## Instructions
A: Please copy everything in the passage about living with EDS from "Back ten years" down to "to this question.".
B: Answer these questions using the passage about living with EDS:
(i) What was the writer struggling with ten years ago?
(ii) According to the doctor's order, how often will the writer see the physical therapist?
(iii) How long does each of the cold packs from the surgical center stay cold?
C: Write the next part of the passage about living with EDS, starting after its final sentence.

Segment Start: Passage to read

Back ten years ago, when I was struggling with severe depression, I asked over and over, God, why me?  A therapist turned the question around on me, in a way that was powerful even though I resented it: Why not you?  He had a point.  Everyone has a struggle, everyone has some form of pain or suffering.  One person’s may be rheumatoid arthritis; another may struggle with alcoholism; another lost her legs in a car accident; mine, at the time, was depression.  Today, mine is EDS, which is invisible just like depression is, but still has measurable effects on me.  I guess it is a measure of my growth in the last ten years, but I have not found myself asking why me? this time.  I have asked God simply why?, but I don’t know whether any human can really know or understand the answer to this question.

Right now, I’m experiencing pain in every part of my body.  Did you know that your toes have knuckles, too?  Or that the knuckle joints at the base of your fingers could hurt?  How on earth do you rest your hip and sacro-iliac joints, so that they are completely neutral?  It amazes me, sometimes, how many different places I can feel the pain.  I know that both of my elbows have subluxed, as well as both wrists, both shoulders, and something in the hip/SI region on both sides as well.  My ankles and knees are aching, and may be out of place as well.  Thankfully, my doctor wrote an order yesterday for me to see my physical therapist again, a couple times a month, so that he can put all my joints back into place on a regular basis.  We are both hoping that this will keep the worst of the pain down and help us avoid complications and aggravations from a joint being subluxed for a long time.

In addition to icing my neck and back, I’m wearing my wrist splints again and thinking about ordering ring splints for my fingers.  I wish I had more of the long-lasting cold packs – I have two that the surgical center gave me after my rotator cuff repair last summer, and they stay cold for about eight hours each.  Of course, the sleeve for them is designed for the shoulder, and doesn’t work quite as well for other body parts, in terms of being able to attach the ice pack and leave it alone for a couple hours without having to adjust it.  But I’ll look for some other solutions, and see what I can find.

Segment End: Passage to read
Segment Start: Dataset entries

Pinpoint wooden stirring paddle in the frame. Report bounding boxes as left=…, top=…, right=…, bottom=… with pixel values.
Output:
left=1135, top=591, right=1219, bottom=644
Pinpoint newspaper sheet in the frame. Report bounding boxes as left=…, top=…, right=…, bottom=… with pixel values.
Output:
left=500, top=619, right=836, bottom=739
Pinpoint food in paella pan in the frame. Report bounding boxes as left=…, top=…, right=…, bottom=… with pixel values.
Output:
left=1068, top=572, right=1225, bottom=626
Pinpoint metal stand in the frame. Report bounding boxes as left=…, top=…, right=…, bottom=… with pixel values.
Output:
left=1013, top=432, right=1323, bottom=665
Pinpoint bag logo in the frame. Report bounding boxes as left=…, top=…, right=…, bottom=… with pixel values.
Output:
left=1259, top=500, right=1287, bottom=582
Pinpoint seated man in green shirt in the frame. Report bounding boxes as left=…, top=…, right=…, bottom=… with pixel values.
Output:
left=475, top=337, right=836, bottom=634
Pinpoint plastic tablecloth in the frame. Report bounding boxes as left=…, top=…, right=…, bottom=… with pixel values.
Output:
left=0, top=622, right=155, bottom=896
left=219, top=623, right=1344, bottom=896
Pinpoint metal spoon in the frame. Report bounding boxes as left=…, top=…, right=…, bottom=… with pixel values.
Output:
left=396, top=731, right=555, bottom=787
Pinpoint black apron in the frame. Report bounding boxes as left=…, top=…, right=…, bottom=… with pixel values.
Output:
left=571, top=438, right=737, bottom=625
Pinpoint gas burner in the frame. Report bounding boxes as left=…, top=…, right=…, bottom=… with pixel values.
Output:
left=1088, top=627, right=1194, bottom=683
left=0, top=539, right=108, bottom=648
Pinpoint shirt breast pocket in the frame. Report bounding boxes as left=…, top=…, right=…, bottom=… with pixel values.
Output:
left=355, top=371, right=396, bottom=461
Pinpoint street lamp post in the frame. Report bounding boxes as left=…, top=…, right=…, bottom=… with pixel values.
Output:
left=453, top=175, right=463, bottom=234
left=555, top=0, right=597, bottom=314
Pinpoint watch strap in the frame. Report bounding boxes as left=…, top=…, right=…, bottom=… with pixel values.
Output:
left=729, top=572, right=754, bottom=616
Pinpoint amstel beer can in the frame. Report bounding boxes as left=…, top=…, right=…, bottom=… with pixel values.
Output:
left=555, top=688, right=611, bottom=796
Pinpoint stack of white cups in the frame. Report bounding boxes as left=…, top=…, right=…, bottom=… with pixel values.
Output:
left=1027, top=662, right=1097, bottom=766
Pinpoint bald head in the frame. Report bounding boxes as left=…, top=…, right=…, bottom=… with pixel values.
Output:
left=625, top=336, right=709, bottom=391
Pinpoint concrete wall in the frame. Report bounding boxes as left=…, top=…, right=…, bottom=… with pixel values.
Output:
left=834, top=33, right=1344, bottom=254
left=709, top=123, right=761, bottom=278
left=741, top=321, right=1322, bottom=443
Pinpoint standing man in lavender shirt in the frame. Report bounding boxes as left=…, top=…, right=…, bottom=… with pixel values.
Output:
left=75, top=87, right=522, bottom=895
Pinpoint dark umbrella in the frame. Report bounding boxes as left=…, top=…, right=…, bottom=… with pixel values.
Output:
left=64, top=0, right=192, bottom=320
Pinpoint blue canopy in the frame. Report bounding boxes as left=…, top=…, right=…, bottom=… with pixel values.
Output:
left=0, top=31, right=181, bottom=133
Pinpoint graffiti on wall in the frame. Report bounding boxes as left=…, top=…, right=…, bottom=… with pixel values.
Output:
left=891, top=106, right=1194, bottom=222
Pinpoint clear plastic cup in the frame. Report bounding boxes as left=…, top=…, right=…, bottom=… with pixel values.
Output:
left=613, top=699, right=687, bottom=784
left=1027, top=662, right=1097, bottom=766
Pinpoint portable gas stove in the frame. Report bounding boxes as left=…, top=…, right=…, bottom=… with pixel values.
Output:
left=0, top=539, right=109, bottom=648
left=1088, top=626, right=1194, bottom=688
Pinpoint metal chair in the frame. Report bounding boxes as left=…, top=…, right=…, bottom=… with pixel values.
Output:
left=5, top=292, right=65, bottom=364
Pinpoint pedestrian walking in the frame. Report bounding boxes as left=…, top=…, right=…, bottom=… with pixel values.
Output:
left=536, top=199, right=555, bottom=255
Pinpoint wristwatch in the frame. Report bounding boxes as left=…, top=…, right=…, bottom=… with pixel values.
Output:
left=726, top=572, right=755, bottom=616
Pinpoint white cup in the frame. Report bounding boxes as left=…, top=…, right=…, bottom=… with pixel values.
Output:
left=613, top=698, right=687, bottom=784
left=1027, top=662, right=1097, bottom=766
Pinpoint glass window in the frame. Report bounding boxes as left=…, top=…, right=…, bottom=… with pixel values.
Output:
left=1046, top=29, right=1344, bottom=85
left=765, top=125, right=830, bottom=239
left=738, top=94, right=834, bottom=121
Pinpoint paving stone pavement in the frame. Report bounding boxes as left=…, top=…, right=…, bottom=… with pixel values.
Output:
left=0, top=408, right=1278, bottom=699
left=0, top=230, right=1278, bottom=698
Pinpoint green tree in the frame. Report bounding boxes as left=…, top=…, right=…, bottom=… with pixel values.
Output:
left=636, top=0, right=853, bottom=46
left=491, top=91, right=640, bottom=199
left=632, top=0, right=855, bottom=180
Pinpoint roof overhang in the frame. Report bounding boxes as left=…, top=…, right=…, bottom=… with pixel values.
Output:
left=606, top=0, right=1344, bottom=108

Segment End: Dataset entries

## Answers to the problems
A:
Back ten years ago, when I was struggling with severe depression, I asked over and over, God, why me?  A therapist turned the question around on me, in a way that was powerful even though I resented it: Why not you?  He had a point.  Everyone has a struggle, everyone has some form of pain or suffering.  One person’s may be rheumatoid arthritis; another may struggle with alcoholism; another lost her legs in a car accident; mine, at the time, was depression.  Today, mine is EDS, which is invisible just like depression is, but still has measurable effects on me.  I guess it is a measure of my growth in the last ten years, but I have not found myself asking why me? this time.  I have asked God simply why?, but I don’t know whether any human can really know or understand the answer to this question.

B:
(i) Severe depression.
(ii) A couple times a month.
(iii) About eight hours.

C:
In the meantime, I would like to find someone to help me with some of the cognitive and emotional aspects of the chronic pain, to help me find techniques to settle my thoughts and feelings when I become frustrated or even despondent.  I have a therapist I’ve worked with before, and I’ll probably call him first, but I don’t know how much he knows about the cognitive and emotional and spiritual aspects of pain.  Of course, this is just one more time commitment, one more thing to take me away from work and home… and one more monetary cost from this disorder, along with the prescriptions, the copayments, the prolotherapy that is not covered by insurance, the ice packs, the splints and wraps, the ergonomic devices.

Ah well.  I’m sore, and I’m sleepy now from my meds, so I need to take a nap.  Yes, a nap, barely two and a half hours after getting up.  But that’s how this goes sometimes.

Today, I am grateful for ice packs and pain relievers, and the support of those who care for me.  Be at peace, my friends.


3 thoughts on “Pain and Recovery

  1. In England, by far the best therapists, doctors, nurses and chaplains for the psychological alleviation of pain are attached to Christian hospices. In England hospices are not places you go to to die – they are places dedicated to maximising quality of life. I would suggest you ask for a referral off your consultant or contact your local chaplain.